- _Trecho_:
Harari afirma, a certa altura do texto, que as guerras de grandes proporções não têm como acontecer no mundo de hoje, não porque as pessoas tenham se tornado melhores, mas porque tais conflitos não seriam rentáveis. Além do mais, os “tesouros” a conquistar migraram do natural (petróleo, ouro, por exemplo) para o mítico/intelectual (a informação, as pesquisas, o conhecimento). Outra razão, sempre de acordo com Yuval, é que os países, ao se tornarem globalizados, também se tornaram interdependentes e ninguém, efetivamente, lucraria com uma guerra de proporções planetárias – porque todos sairiam perdendo. Além do mais, o arsenal nuclear, cujo poder destrutivo faria desaparecer o planeta, construiu uma “pax atômica”, que refreia qualquer anseio de dominação por meio de armas.

Respondamos agora à questão: por que Sapiens – uma breve história da humanidade se tornou um best-seller, apesar do assunto pretensamente árido? Yuval Harari escreve com absoluto domínio textual. Um trabalho dissertativo, mesmo aqueles mais palatáveis ao gosto do grande público, não deixa de ter alguma aridez. Mas este é um trabalho que se enquadra bem nesses tempos do pós-moderno: é um texto de características híbridas, pois combina o rigor da exposição e da argumentação tipicamente dissertativas com sarcasmos, piadas, brincadeiras semânticas tipicamente narrativas. Vejamos algumas passagens.

A presença do sarcasmo se evidencia:

“Contudo, o profeta Mani não fez qualquer tentativa de oferecer uma fórmula matemática que pudesse ser usada para prever escolhas humanas por meio da quantificação da força respectiva dessas duas forças. Ele nunca calculou que “a força atuando sobre um homem é igual à aceleração de seu espírito dividida pela massa de seu corpo.” (página 265)

Um tipo de deslocamento semântico, como os usados pelo nosso Machado de Assis pode soar estranho num trabalho dissertativo:

“Truman decidiu usar a nova bomba. Duas semanas e duas bombas atômicas depois, o Japão se rendeu incondicionalmente, e a guerra chegou ao fim.” (página 272)

Por deslocamento semântico entende-se essa aproximação, dentro de uma mesma frase, de duas categorias de palavras diferentes, numa mesma função sintática “semanas” e “bombas atômicas”, uma circunstância e um substantivo, onde seria de se esperar uma circunstância (de tempo) seguida de outra circunstância (de tempo).

- _Material fornecido_:
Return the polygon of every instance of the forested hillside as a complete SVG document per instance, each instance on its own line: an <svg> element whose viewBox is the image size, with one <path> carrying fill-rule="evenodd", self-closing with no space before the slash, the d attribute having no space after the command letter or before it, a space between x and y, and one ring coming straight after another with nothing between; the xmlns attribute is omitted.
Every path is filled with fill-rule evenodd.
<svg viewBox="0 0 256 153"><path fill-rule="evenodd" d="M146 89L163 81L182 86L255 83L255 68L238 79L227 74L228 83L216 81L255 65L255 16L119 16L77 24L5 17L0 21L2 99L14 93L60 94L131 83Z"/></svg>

- _Ações a realizar_:
[a] Relacione todos os exemplos de “tesouros” mencionados no trecho, distinguindo os naturais dos míticos/intelectuais.
[b] Segundo o trecho, por que Sapiens – uma breve história da humanidade se tornou um best-seller, apesar do assunto pretensamente árido? Responda em até três frases.

- _Respostas por tarefa_:
[a]
Naturais: petróleo e ouro.
Míticos/intelectuais: a informação, as pesquisas e o conhecimento.

[b] Yuval Harari escreve com absoluto domínio textual. Além disso, o livro é um texto de características híbridas, que combina o rigor da exposição e da argumentação tipicamente dissertativas com sarcasmos, piadas e brincadeiras semânticas tipicamente narrativas.